▶ **Görev Tanımı 1**: Kayıtların başından "query: the noun" ifadesinin geçtiği satıra kadar olan bölümü, o satır da dahil olmak üzere, "instance" yerine "object" koyarak yeniden yaz ve geri kalan her şeyi aynen bırak. Resimleri yanıta ekleme.

▶ **Seçilmiş Metin**:
┄┄┄┄┄┄┄┄┄┄┄┄┄┄┄┄┄┄┄┄

6 Ağustos 2008 Çarşamba

hımmmm



ben sana "herşeyimsin" demişmiydim hiç ve O'nu "ölene kadar taşıyacağımı"

16 Temmuz 2008 Çarşamba

çocuk işte.

ne ki bu gerçek mi. hemen bitecek mi. gelecek mi. yoksa hemen gidecek mi. hiç mi. susarak susamamak mı. senin bu müziğin kafa mı karıştırıyo. evet evet karışıyo. nınını nınının dınnn nınını................

6 Temmuz 2008 Pazar

önce!!!

çığlığım çığlığa...

Çığlık Çığlığa

Seni sevdiğimi anladığım günden beri
Sesler değişti, renkler değişti
Yüzümdeki çizgiler başkalaştı
Geçmişim değişti oyunlaştı
Yeşilin ortasındaki gelincik gibi
İnceleşti, yabancılaştı.
Siste bağıran vapur düdükleri gibi
Geliyor muyuz, gidecek miyiz, yoksa çığlık çığlığa...
Seni sevdiğimi anladığım günden beri
Hiçlik değişti yokluk değişti
Karşılıksızlığım dengeleşti
Günler değişti sana dönüştü
Nasıl gördüğün düşü yeniden istersen
Nasıl bir yılgınlıktır sabah zilleri
ZamanI gelince nasıl terkeder kuşlar
Kaçıyor muyuz, kalacak mıyız, yoksa çığlık çığlığa...
Seni sevdiğimi anladığım gunden beri
Yüzler değişti, dostlar değişti
Yorgun sokaklar bile karşı çıktılar
Adresler değişti evler değişti
Seni sevdiğimi anladığım günden beri
Gökyüzü değişti geceler değişti
Çocuklar bile bana çiçek diye baktılar
Yaşıyormuyuz, unutacakmıyız yoksa çığlık çığlığa...

┄┄┄┄┄┄┄┄┄┄┄┄┄┄┄┄┄┄┄┄

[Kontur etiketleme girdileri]
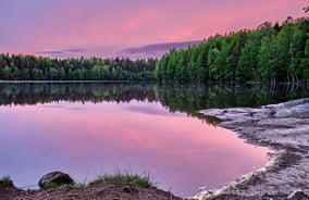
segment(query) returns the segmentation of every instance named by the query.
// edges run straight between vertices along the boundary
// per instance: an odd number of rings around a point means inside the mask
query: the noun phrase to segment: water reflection
[[[268,150],[209,126],[203,122],[218,122],[194,112],[222,107],[222,99],[228,107],[242,102],[231,96],[250,98],[242,96],[249,92],[245,89],[228,95],[230,89],[218,88],[0,84],[0,103],[5,105],[0,108],[0,172],[9,174],[18,187],[36,184],[41,175],[55,170],[83,183],[114,167],[150,172],[160,188],[172,188],[183,197],[194,195],[200,186],[221,187],[263,165]],[[306,93],[308,89],[302,89],[293,97]],[[277,98],[261,96],[269,101]],[[222,98],[214,101],[215,97]]]
[[[149,172],[160,188],[185,197],[203,185],[220,187],[267,161],[267,149],[156,102],[5,107],[0,117],[1,173],[20,187],[54,170],[85,182],[118,166]]]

┄┄┄┄┄┄┄┄┄┄┄┄┄┄┄┄┄┄┄┄

▶ **Görev Tanımı 2**:
Seçilmiş metne göre şu soruları yanıtla:
(a) "Çığlık Çığlığa" başlıklı şiirin yer aldığı yazının tarihi nedir?
(b) Şiirde gelincik nerede durmaktadır?
(c) Şiire göre çocuklar şiirdeki sese nasıl baktılar?

▶ **Yazılı Yanıt 1**:
segment(query) returns the segmentation of every object named by the query.
// edges run straight between vertices along the boundary
// per object: an odd number of rings around a point means inside the mask
query: the noun phrase to segment: water reflection

▶ **Yazılı Yanıt 2**:
(a) 6 Temmuz 2008 Pazar.
(b) Yeşilin ortasında.
(c) Çiçek diye baktılar.